_Exercise directions_: Return all lines from the listing below in which the string "green" occurs.

_Materials provided_:
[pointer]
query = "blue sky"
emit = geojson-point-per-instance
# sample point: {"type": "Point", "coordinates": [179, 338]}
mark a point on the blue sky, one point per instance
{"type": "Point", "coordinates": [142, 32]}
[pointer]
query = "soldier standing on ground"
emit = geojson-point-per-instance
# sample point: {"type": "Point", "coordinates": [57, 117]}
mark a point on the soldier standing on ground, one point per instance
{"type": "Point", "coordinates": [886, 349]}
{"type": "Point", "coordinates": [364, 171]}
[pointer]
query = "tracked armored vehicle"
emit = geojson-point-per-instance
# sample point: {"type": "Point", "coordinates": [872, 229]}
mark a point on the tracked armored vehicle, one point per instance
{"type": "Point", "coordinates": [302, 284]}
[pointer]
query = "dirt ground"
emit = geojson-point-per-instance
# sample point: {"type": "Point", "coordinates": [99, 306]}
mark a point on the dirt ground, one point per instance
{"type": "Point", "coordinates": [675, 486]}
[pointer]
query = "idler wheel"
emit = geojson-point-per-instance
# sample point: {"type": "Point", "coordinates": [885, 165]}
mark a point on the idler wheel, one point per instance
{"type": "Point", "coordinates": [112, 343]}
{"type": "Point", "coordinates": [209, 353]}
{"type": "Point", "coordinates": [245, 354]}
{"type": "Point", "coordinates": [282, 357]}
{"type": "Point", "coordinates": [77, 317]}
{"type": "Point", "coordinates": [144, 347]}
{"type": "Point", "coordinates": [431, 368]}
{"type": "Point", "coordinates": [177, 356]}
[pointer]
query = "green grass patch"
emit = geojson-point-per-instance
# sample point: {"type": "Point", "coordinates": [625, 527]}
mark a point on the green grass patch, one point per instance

_Task result_:
query = "green grass patch"
mark a point on the green grass patch, one point per instance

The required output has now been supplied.